## Stated problem
Please copy the listing from its first line through the line containing "(160, 43), (160, 0)]", including that line, and offset every coordinate in the answers by 87. Leave the pictures out of your copy.

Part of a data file
....

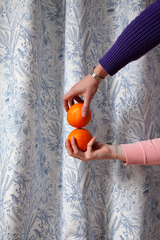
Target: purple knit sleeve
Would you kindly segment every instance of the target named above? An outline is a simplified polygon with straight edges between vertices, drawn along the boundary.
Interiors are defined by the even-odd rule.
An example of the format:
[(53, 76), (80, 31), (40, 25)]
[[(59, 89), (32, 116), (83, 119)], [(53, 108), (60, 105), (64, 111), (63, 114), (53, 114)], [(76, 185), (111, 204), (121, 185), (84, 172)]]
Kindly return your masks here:
[(136, 17), (99, 60), (109, 75), (137, 60), (160, 43), (160, 0)]

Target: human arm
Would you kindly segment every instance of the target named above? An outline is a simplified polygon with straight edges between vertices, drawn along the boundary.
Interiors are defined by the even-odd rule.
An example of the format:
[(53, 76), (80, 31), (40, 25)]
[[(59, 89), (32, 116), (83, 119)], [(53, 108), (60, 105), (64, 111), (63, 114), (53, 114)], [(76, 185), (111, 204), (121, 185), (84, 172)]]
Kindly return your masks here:
[(157, 0), (131, 21), (99, 63), (112, 76), (159, 43), (160, 0)]
[(88, 143), (86, 152), (78, 148), (74, 138), (73, 149), (68, 139), (65, 146), (71, 157), (82, 161), (117, 159), (125, 165), (160, 165), (160, 138), (131, 144), (108, 145), (96, 141), (94, 137)]
[[(160, 0), (155, 1), (137, 16), (122, 32), (110, 50), (99, 60), (95, 73), (104, 78), (114, 75), (129, 62), (143, 56), (160, 43)], [(89, 74), (76, 83), (63, 96), (66, 111), (73, 99), (84, 98), (82, 112), (87, 113), (90, 102), (98, 89), (99, 83)], [(84, 115), (85, 116), (85, 115)]]
[(121, 145), (126, 155), (126, 165), (160, 165), (160, 138)]
[(104, 144), (96, 141), (96, 139), (96, 137), (91, 139), (87, 145), (87, 151), (85, 152), (82, 152), (78, 148), (75, 138), (72, 138), (73, 149), (68, 139), (65, 141), (65, 147), (71, 157), (78, 158), (82, 161), (117, 159), (123, 161), (124, 163), (126, 162), (125, 151), (122, 146)]

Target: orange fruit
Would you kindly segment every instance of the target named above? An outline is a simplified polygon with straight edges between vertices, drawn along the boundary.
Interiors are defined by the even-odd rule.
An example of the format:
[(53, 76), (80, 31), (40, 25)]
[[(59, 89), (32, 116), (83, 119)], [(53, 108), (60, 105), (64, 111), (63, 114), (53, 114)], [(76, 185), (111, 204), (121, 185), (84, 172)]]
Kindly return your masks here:
[(76, 103), (70, 107), (67, 112), (67, 122), (76, 128), (85, 127), (91, 120), (92, 114), (89, 109), (87, 117), (82, 117), (83, 103)]
[(68, 135), (68, 139), (71, 143), (71, 146), (72, 146), (72, 140), (71, 140), (72, 137), (76, 139), (77, 145), (80, 148), (80, 150), (85, 152), (87, 150), (87, 144), (92, 139), (92, 134), (84, 128), (74, 129)]

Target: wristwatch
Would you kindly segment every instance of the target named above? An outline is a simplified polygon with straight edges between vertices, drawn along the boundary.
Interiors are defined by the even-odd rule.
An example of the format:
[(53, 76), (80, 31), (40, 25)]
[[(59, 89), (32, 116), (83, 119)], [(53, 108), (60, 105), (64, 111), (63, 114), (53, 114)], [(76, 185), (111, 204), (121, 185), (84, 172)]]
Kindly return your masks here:
[(92, 70), (92, 72), (90, 73), (90, 75), (91, 75), (94, 79), (96, 79), (99, 83), (101, 83), (104, 78), (98, 76), (98, 75), (94, 72), (94, 69), (95, 69), (95, 67), (93, 68), (93, 70)]

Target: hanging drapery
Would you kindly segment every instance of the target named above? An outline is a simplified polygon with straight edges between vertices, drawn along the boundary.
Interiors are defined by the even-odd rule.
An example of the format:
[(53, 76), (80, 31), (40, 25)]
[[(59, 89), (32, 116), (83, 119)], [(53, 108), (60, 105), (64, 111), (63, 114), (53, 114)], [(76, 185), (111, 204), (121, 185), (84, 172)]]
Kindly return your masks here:
[[(0, 239), (159, 239), (160, 167), (69, 157), (62, 103), (150, 3), (1, 1)], [(160, 137), (159, 56), (99, 85), (86, 127), (99, 141)]]

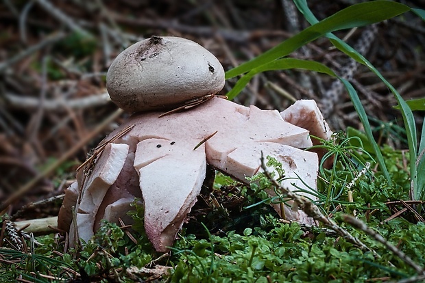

....

## Complete answer
Target: purple knit sleeve
Would you kindly segment every instance of the target named above? An outline is a simplified polygon with straight edges between vertices, drawn along the boundary.
Interiors are defined by the even-odd rule.
An example of the format:
[(53, 76), (80, 31), (40, 25)]
[[(59, 89), (32, 116), (83, 119)], [(53, 108), (60, 105), (64, 111), (63, 114), (53, 114)], [(76, 185), (111, 204), (121, 185), (84, 172)]]
Kindly return your masks here:
[(223, 104), (186, 147), (196, 162), (224, 147), (247, 130), (247, 87)]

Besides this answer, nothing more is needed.